■ About this exercise
Set down, unchanged, the line with "A note for the class: find the fire pit" and everything after it through the last line of the data.

■ Dataset content
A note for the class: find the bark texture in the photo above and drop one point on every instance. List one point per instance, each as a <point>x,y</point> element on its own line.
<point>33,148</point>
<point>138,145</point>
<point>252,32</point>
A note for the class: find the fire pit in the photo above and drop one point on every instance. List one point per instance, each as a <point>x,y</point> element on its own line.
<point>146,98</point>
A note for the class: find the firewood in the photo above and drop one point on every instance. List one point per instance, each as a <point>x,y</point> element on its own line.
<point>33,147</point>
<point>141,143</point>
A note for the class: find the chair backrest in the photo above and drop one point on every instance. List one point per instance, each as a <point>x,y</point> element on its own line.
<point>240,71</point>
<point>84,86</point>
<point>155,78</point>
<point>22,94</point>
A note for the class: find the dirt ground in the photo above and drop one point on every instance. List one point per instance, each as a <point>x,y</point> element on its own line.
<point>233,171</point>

■ Answer for this exercise
A note for the class: find the fire pit in the photo above and drop one point on every instance. List one point per instance, each as a <point>x,y</point> element on its own line.
<point>146,98</point>
A note for the class: find the firewood in the photo above and drop one point on every instance. List one point per instance, each as a <point>x,y</point> element on its own line.
<point>33,147</point>
<point>141,143</point>
A note for the class: find the chair backrest in the photo above and drop one point on every instance. List one point per instance, each as a <point>x,y</point> element on its own line.
<point>240,71</point>
<point>84,86</point>
<point>155,78</point>
<point>22,94</point>
A note for the class: find the dirt ground in the photo above and drop one point on every instance. List one point per instance, each as a <point>x,y</point> element on its own line.
<point>233,171</point>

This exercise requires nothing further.